Fragmento de la página:
■ ■ ■ ■
Vigencia de Entre visillos

“Las mezquindades de la burguesía de posguerra, anquilosada en sus prejuicios y temerosa de cualquier mudanza, nos suministró a los prosistas de entonces una gran cantera de inspiración”. Así, se expresa la propia Carmen Martín Gaite, al analizar los cuentos de un escritor contemporáneo suyo, Ignacio Aldecoa, y esto mismo se podría decir de su novela Entre visillos (1958), donde cuenta la vida de una serie de personajes, pertenecientes a esta clase social, en el ambiente cerrado y agobiante de una ciudad de provincias, en plena dictadura franquista:

“Mercedes se salió del portal y la cogió por un brazo. Se puso a tirar hacia dentro y la otra se debatía riendo a pequeños chilliditos.

-Ay, ay, bueno, ya, que me tiras…

-Venga, déjanos en paz, si estás muerta de ganas…

Julia, apoyada en la pared, las miraba sin intervenir.

-Anda, no hagáis el ganso -dijo-. Os mira la gente.

La amiga, ya libre, se arregló las horquillas, sofocada.

-¿Pero tú ves las trazas que me ha puesto? No debía subir.

Subieron. Iba haciendo remilgos todavía por la escalera.

-Mira que eres faenista. Luego se me hace tarde. Si no fuera por lo bien que se está en el mirador…”

En este fragmento del inicio de la novela se aprecian los principales rasgos de la misma: el protagonismo fundamentalmente femenino; la perfecta imitación del habla coloquial; la preocupación por la opinión ajena que condiciona la vida de estas mujeres; la costumbre de mirar entre visillos, desde el interior de la casa, la realidad exterior, que se sugiere con la referencia al mirador; etc.
■ ■ ■ ■
Datos proporcionados:
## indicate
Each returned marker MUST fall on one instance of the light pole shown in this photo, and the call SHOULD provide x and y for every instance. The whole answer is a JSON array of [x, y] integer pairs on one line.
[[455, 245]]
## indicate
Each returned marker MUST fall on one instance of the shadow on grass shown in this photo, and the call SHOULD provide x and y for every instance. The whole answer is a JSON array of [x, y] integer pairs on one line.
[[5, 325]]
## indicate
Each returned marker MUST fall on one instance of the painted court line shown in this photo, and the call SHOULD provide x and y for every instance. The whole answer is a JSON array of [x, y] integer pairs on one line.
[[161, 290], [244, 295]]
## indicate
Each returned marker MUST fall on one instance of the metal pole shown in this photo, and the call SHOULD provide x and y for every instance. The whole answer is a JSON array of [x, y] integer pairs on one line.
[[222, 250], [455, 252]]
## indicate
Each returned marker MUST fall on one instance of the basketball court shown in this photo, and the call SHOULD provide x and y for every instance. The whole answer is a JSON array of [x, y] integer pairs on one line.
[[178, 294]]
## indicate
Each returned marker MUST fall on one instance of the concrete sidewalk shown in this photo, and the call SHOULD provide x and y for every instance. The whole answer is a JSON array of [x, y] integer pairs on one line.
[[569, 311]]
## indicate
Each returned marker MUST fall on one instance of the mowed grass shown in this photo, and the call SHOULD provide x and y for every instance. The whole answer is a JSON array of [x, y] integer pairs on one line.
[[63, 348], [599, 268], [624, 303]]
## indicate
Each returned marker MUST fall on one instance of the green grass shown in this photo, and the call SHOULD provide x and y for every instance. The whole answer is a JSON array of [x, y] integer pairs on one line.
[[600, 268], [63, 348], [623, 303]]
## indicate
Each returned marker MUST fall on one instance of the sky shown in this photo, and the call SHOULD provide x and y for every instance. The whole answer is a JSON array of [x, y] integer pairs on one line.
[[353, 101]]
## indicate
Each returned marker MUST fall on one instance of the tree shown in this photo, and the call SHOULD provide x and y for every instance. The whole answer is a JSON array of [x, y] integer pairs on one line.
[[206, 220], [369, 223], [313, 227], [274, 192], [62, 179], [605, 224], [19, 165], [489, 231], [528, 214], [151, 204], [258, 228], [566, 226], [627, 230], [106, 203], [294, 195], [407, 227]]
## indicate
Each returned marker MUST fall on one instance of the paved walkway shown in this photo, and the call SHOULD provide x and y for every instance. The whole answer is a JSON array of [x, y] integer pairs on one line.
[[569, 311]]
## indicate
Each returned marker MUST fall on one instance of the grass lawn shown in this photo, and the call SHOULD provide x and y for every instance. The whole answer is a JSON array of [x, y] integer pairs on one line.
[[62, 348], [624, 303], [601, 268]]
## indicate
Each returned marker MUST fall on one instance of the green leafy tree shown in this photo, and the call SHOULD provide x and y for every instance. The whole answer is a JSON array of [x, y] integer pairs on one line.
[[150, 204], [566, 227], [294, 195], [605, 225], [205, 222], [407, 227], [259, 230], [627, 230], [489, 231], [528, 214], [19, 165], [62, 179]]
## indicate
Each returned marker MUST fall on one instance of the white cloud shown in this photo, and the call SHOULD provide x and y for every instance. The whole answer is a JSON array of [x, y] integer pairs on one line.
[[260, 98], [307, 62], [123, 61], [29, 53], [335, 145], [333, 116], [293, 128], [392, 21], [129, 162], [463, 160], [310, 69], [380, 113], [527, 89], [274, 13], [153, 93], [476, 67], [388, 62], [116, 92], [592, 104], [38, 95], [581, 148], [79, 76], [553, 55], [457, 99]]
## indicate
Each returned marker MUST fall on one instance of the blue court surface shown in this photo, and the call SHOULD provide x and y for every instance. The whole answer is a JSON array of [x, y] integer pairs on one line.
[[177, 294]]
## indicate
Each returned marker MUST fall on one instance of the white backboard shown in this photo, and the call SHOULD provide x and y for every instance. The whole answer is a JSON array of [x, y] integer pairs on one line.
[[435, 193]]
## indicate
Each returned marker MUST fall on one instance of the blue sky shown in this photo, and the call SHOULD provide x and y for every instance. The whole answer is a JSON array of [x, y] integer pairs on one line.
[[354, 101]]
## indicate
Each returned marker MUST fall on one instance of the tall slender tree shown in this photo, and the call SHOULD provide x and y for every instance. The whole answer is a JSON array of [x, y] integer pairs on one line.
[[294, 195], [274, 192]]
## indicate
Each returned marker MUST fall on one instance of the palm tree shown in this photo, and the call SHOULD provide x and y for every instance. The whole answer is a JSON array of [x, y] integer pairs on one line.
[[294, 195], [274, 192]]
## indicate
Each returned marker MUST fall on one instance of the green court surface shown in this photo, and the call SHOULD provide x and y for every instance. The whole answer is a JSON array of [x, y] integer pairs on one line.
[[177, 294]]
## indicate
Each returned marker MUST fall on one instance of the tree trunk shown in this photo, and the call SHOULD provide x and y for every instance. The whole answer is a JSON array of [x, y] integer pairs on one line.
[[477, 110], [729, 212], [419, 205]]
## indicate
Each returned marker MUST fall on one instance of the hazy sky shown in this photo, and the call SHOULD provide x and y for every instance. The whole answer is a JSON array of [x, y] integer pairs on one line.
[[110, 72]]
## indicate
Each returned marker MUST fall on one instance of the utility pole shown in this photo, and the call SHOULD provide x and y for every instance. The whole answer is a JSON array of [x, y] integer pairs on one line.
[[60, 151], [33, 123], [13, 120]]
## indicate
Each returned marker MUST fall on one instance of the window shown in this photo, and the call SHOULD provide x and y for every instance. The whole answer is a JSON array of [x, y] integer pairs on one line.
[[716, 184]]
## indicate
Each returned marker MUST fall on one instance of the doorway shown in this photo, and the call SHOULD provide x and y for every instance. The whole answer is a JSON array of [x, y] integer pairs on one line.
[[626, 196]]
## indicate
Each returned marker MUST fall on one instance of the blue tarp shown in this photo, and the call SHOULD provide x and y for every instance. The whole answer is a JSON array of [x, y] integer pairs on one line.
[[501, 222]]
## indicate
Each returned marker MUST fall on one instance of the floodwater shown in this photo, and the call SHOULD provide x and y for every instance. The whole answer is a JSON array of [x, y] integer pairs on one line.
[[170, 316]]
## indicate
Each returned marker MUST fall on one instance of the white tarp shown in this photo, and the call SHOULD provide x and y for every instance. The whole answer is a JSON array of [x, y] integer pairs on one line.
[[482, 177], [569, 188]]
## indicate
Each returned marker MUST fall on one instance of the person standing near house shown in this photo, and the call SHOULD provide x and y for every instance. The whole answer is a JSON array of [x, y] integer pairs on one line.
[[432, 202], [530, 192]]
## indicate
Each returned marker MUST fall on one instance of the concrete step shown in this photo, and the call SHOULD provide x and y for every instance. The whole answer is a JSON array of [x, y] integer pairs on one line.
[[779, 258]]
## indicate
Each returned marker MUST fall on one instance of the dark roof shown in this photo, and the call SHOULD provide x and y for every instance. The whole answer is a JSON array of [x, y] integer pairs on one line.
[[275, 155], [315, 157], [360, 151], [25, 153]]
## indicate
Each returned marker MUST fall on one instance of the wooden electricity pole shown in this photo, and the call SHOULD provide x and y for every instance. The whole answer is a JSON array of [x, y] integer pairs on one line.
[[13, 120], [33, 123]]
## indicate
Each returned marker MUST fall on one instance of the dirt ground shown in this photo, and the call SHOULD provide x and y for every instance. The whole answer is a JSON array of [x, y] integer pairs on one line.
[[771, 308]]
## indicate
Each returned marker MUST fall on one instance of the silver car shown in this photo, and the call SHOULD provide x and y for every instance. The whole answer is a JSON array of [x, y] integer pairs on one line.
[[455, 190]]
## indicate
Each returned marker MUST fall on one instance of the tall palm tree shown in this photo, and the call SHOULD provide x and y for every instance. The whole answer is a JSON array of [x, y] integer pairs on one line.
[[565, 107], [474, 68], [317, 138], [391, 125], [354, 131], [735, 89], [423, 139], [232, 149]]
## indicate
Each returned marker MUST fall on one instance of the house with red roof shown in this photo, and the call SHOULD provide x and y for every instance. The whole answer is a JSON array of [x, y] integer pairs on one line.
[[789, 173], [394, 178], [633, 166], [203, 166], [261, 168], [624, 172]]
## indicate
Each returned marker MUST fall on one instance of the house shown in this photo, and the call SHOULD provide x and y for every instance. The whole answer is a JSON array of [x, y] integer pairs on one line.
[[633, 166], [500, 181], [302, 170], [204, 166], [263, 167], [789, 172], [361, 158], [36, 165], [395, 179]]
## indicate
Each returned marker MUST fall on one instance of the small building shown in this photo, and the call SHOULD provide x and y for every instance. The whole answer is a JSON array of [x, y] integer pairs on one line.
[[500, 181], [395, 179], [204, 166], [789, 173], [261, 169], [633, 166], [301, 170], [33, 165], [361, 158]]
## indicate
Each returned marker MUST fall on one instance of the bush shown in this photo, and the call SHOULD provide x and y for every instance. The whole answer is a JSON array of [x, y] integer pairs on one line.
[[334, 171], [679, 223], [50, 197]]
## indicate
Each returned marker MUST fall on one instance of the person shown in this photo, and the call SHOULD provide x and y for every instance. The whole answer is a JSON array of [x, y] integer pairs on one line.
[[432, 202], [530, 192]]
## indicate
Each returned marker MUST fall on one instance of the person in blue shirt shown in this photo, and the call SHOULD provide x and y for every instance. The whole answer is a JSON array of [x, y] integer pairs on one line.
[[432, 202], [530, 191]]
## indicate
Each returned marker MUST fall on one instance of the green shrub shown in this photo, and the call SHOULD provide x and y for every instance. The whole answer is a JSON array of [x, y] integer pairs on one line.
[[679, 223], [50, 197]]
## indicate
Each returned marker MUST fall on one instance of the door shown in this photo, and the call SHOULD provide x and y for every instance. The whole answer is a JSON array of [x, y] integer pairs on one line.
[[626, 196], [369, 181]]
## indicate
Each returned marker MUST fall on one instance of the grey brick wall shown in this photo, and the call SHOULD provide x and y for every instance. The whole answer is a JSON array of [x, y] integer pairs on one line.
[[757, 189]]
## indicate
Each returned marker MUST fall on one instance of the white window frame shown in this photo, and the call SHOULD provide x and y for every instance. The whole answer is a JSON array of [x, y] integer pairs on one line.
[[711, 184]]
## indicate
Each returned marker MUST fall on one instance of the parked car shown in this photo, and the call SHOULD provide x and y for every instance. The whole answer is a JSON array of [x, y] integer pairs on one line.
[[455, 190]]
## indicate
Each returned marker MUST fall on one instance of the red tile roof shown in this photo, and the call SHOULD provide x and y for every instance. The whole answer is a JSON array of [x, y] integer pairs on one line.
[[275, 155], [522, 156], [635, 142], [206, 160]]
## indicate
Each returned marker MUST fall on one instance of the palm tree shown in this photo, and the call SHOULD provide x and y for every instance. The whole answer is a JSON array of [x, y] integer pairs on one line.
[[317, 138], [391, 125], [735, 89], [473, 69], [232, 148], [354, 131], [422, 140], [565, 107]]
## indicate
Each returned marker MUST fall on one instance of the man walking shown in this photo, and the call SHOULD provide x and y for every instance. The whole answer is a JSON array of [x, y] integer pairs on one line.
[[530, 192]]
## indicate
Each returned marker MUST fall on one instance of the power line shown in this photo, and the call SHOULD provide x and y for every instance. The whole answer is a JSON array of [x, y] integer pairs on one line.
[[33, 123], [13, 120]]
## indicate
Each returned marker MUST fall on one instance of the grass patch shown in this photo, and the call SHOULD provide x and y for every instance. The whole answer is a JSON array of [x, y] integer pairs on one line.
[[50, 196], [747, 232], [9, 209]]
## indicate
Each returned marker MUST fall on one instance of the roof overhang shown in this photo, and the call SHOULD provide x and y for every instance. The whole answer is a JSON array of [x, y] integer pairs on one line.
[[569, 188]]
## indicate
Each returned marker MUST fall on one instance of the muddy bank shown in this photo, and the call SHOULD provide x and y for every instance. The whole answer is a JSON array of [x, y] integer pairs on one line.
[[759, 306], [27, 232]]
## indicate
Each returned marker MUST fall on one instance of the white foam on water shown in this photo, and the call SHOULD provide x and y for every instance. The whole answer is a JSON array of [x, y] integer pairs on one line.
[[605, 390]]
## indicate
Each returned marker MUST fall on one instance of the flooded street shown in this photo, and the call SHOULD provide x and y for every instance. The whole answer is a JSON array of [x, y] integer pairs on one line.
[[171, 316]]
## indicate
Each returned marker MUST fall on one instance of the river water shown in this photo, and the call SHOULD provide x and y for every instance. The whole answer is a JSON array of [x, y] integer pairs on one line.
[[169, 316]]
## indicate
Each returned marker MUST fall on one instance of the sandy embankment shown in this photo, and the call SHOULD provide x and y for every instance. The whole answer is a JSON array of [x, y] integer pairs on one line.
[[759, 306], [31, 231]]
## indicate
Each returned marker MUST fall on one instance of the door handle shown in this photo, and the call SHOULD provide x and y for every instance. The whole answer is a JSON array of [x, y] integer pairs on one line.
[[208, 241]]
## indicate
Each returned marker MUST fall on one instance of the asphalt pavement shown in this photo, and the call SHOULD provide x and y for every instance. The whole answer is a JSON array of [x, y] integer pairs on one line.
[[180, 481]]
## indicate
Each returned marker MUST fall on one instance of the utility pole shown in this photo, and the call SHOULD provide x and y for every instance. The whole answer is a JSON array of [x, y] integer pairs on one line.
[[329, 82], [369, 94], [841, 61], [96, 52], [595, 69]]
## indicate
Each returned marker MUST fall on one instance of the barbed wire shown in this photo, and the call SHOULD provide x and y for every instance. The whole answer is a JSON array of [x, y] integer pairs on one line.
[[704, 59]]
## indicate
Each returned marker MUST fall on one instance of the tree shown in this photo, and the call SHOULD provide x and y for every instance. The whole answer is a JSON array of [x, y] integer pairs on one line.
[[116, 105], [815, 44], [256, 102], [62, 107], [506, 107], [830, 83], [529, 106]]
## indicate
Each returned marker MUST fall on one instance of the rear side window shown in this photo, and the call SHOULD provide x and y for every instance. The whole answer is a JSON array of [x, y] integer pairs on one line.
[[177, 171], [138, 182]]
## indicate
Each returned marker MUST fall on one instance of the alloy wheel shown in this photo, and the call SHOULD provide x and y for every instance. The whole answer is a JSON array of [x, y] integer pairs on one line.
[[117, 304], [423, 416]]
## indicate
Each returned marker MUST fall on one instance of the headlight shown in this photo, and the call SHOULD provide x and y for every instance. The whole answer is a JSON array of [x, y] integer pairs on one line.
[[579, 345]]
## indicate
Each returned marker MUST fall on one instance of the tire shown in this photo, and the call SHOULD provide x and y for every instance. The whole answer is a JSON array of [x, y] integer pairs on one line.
■ ■ ■ ■
Consigna:
Prosigue el texto sobre Entre visillos a partir de su última oración.

Espacio de respuesta:
Carmen Martín Gaite representa la vida ordinaria en una ciudad, sin ningún tipo de aderezo o falsedad, lo que nos hace creíble la historia; pero aún le da mayor credibilidad cómo estos personajes evolucionan y algunos de ellos se muestran inconformistas, rebelándose, de alguna forma, contra el ambiente provinciano, que les asfixia, como Julia que decide marcharse a Madrid con su novio, sin el permiso de su padre, el cual se opone a esta relación; o su hermana Natalia, quien influida por Pablo, rompe con el modelo tradicional de mujer, cuya vida se orienta irremisiblemente a la búsqueda de marido, tomando la determinación de estudiar una carrera universitaria para realizarse así como persona;  o la misma Elvira, que se empeña en ser una mujer independiente y segura de sí misma, aunque al final acabe aceptando un matrimonio del que no está muy convencida. 

Y lo más interesante es que dos de estos personajes, Pablo y Natalia, contribuyen a narrar la historia, desde su perspectiva, ella con un enfoque claramente intimista y subjetivo, por su corta edad y porque se trata de un diario personal; y él con una orientación más reflexiva y crítica sobre la España de aquella época. Ambos, además, entablan una relación de amistad y acaban coincidiendo en su oposición al ambiente opresivo que les rodea, aunque a Natalia le cuesta asumirlo, como refleja esta conversación que mantienen en un café: 

“—¿De qué se ríe? 

—De que estoy pensando si viniera mi padre. 

—¿Viene aquí? 

—A todos los cafés va. 

—Ojalá viniera ahora, para que me lo presentara usted. 

—¿Para qué? 

—Para que yo le hablara de eso de sus estudios. A ver si me explicaba él los inconvenientes que tiene para dejarla hacer carrera. Porque con usted no me entero. 

Pareció asustarse. 

—Huy, no, por Dios, si viene no le diga nada. 

—Pero, qué es lo que pasa con su padre, ¿le tiene usted miedo? Las cosas hay que hablarlas”.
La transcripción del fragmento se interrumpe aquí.